TEKS SUMBER

Nugroho Imam Setiawan, S.T.,M.T., Ph.D., dosen Departemen Teknik Geologi Fakultas Teknik UGM terpilih mengikuti kegiatan penelitian masa depan planet bumi di Antartika yang diadakan Japan Antartic Research Expedition (JARE). Menurut rencana kegiatan riset tersebut akan dilaksanakan selama dua bulan, Januari-Februari 2017 mendatang.
Nugroho merupakan satu-satunya anggota tim ekspedisi yang berasal dari kawasan Asia Tenggara. Ia berhasil masuk dalam tim JARE 58 bersama dengan dua peneliti lain dari Mongolia dan Srilanka setelah melalui seleksi wawancara dan rekomendasi.
“Banyak peneliti yg mendaftar ekspedisi ini seperti Malaysia, Myanmar, Vietnam, Kamboja, Laos, dan lainnya, tetapi yang terpilih hanya dari 3 negara, yaitu Indonesia, Srilanka, dan Mongolia,” jelasnya Rabu (16/3).

BARIS DATA
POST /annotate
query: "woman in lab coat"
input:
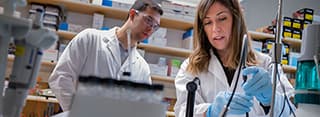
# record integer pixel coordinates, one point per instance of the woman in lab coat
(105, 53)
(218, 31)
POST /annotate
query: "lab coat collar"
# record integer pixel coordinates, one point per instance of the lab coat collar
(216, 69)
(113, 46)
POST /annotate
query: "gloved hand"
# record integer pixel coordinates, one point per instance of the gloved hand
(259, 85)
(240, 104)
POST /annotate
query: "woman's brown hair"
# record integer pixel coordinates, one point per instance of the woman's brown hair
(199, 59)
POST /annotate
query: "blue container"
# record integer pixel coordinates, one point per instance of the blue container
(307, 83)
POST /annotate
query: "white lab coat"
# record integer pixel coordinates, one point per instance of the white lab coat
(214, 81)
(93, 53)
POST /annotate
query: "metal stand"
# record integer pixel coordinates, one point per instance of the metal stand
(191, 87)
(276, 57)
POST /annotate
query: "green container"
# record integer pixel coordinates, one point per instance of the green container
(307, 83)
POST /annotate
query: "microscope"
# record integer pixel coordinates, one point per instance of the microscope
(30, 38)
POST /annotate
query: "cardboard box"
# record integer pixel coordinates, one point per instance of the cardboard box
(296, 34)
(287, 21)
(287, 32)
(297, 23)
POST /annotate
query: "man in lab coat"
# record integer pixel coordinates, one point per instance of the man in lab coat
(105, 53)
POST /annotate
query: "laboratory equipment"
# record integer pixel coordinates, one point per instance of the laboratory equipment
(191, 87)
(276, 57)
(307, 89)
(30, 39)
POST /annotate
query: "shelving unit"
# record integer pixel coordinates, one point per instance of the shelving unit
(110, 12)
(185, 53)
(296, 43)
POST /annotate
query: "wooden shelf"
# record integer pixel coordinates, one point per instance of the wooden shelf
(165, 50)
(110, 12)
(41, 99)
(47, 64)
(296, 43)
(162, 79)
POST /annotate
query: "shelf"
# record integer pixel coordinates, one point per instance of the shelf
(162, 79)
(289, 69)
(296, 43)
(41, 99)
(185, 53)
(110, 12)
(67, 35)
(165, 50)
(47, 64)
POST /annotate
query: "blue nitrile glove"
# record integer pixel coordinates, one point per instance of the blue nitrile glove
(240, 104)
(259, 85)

* * *

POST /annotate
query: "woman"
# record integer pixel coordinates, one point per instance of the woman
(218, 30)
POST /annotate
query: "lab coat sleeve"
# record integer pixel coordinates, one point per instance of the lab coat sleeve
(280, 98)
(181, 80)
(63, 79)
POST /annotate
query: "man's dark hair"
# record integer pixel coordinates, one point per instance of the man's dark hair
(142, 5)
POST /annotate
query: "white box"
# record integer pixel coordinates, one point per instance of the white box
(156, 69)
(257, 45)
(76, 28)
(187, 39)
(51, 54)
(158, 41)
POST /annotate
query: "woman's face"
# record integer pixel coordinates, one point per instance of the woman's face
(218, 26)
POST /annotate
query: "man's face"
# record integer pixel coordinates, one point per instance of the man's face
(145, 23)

INSTRUKSI TUGAS A
Salin bagian teks tentang ekspedisi Antartika tanpa perubahan, mulai dari kata-kata yang memuat "Nugroho merupakan satu-satunya" dan berhenti sesudah "jelasnya Rabu (16/3).".
INSTRUKSI TUGAS B
Jawab pertanyaan berikut berdasarkan teks tentang ekspedisi Antartika.
(i) Berapa lama kegiatan riset itu direncanakan berlangsung?
(ii) Dari negara mana saja dua peneliti lain yang masuk tim JARE 58 bersama Nugroho?
(iii) Di departemen dan fakultas apa Nugroho menjadi dosen?

CONTOH JAWABAN A
Nugroho merupakan satu-satunya anggota tim ekspedisi yang berasal dari kawasan Asia Tenggara. Ia berhasil masuk dalam tim JARE 58 bersama dengan dua peneliti lain dari Mongolia dan Srilanka setelah melalui seleksi wawancara dan rekomendasi.
“Banyak peneliti yg mendaftar ekspedisi ini seperti Malaysia, Myanmar, Vietnam, Kamboja, Laos, dan lainnya, tetapi yang terpilih hanya dari 3 negara, yaitu Indonesia, Srilanka, dan Mongolia,” jelasnya Rabu (16/3).

CONTOH JAWABAN B
(i) Dua bulan, Januari–Februari 2017.
(ii) Mongolia dan Srilanka.
(iii) Departemen Teknik Geologi, Fakultas Teknik UGM.